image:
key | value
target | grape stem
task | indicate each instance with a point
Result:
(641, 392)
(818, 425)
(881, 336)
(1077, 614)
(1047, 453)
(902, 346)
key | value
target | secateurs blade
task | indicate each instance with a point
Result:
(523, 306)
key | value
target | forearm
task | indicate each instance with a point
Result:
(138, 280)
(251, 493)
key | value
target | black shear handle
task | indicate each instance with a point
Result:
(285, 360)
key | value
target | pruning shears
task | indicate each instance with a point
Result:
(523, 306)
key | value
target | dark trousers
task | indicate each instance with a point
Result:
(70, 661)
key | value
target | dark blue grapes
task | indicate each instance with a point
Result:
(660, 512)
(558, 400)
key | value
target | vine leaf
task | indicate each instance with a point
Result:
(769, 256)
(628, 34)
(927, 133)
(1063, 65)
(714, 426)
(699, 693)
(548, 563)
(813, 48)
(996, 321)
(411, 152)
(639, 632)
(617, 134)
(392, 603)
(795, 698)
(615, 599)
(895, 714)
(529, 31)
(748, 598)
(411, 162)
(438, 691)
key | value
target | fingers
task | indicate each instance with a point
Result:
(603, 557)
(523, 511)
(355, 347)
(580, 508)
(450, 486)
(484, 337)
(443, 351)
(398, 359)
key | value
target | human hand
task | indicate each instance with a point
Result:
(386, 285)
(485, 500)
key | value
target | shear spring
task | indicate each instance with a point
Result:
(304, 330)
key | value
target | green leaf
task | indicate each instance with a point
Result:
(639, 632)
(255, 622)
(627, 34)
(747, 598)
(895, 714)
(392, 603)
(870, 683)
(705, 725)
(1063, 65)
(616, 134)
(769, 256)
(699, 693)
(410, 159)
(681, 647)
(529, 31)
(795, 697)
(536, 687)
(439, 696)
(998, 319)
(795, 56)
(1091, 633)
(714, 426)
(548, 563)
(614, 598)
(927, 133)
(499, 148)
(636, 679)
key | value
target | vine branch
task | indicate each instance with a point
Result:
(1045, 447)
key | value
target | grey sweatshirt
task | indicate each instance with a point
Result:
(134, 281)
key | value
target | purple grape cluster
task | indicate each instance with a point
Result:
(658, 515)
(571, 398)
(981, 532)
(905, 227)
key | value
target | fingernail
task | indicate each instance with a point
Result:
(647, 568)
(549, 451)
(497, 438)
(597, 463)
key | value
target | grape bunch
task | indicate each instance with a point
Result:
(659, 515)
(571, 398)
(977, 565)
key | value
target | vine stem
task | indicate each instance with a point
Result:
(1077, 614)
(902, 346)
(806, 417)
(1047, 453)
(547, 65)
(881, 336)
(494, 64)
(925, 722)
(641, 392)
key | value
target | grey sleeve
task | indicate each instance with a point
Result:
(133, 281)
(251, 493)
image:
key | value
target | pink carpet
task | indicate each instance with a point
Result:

###

* **WHAT THIS TASK INVOLVES**: Return the material exactly as it stands.

* **THE COMPLETED TASK**:
image:
key | value
target | grape stem
task | indicate each instance with a point
Result:
(641, 392)
(818, 425)
(881, 336)
(1077, 614)
(1047, 453)
(902, 346)
key | value
target | secateurs blade
task | indicate each instance with a point
Result:
(523, 306)
key | value
target | forearm
task | indicate each instance with a point
Result:
(138, 280)
(251, 493)
key | value
target | black shear handle
task | indicate each instance with a point
Result:
(285, 360)
key | value
target | pruning shears
task | indicate each instance with a point
Result:
(523, 306)
key | value
target | dark trousers
task | indicate each instance with a point
Result:
(70, 661)
key | value
target | dark blue grapes
task | indicate each instance with a point
Result:
(660, 512)
(558, 400)
key | value
target | vine leaf
task | indicate each instance with a point
Result:
(769, 256)
(628, 34)
(927, 133)
(1063, 65)
(714, 426)
(699, 693)
(548, 563)
(813, 48)
(996, 321)
(411, 152)
(639, 632)
(617, 134)
(392, 603)
(795, 698)
(615, 599)
(895, 714)
(529, 31)
(748, 598)
(411, 162)
(438, 691)
key | value
target | fingers
task | indicate each instance with a point
Result:
(603, 557)
(523, 511)
(355, 347)
(580, 508)
(450, 486)
(484, 337)
(443, 351)
(398, 359)
key | value
target | human hand
task | indicate each instance with a point
Result:
(386, 285)
(485, 500)
key | value
target | shear spring
task | indicate each instance with a point
Result:
(304, 330)
key | value
target | green leaf
task | indicate each instance with a point
Result:
(639, 632)
(255, 622)
(627, 34)
(747, 598)
(895, 714)
(392, 603)
(870, 683)
(705, 725)
(1063, 65)
(616, 134)
(769, 256)
(699, 693)
(410, 159)
(681, 647)
(529, 31)
(795, 697)
(536, 687)
(439, 696)
(998, 319)
(795, 56)
(1091, 633)
(714, 426)
(548, 563)
(614, 598)
(927, 133)
(499, 148)
(636, 679)
key | value
target | vine branch
task | indicate each instance with a point
Result:
(1045, 447)
key | value
target | grey sweatshirt
task | indicate each instance with a point
Result:
(134, 281)
key | value
target | purple grape cluster
task | indicate each instance with a point
Result:
(658, 515)
(571, 398)
(981, 532)
(905, 227)
key | value
target | fingernail
task | indicate each instance with a point
Result:
(647, 568)
(549, 451)
(497, 438)
(597, 463)
key | value
target | grape bunch
task | indicate each instance with a point
Result:
(659, 515)
(571, 398)
(977, 565)
key | value
target | vine stem
task | indicate each instance with a point
Result:
(1077, 614)
(902, 346)
(806, 417)
(1047, 453)
(547, 65)
(881, 336)
(494, 64)
(925, 722)
(641, 392)
key | value
target | grey sleeve
task | indicate each instance with a point
Result:
(133, 281)
(251, 493)
image:
key | value
target | pink carpet
task | indicate each instance with a point
Result:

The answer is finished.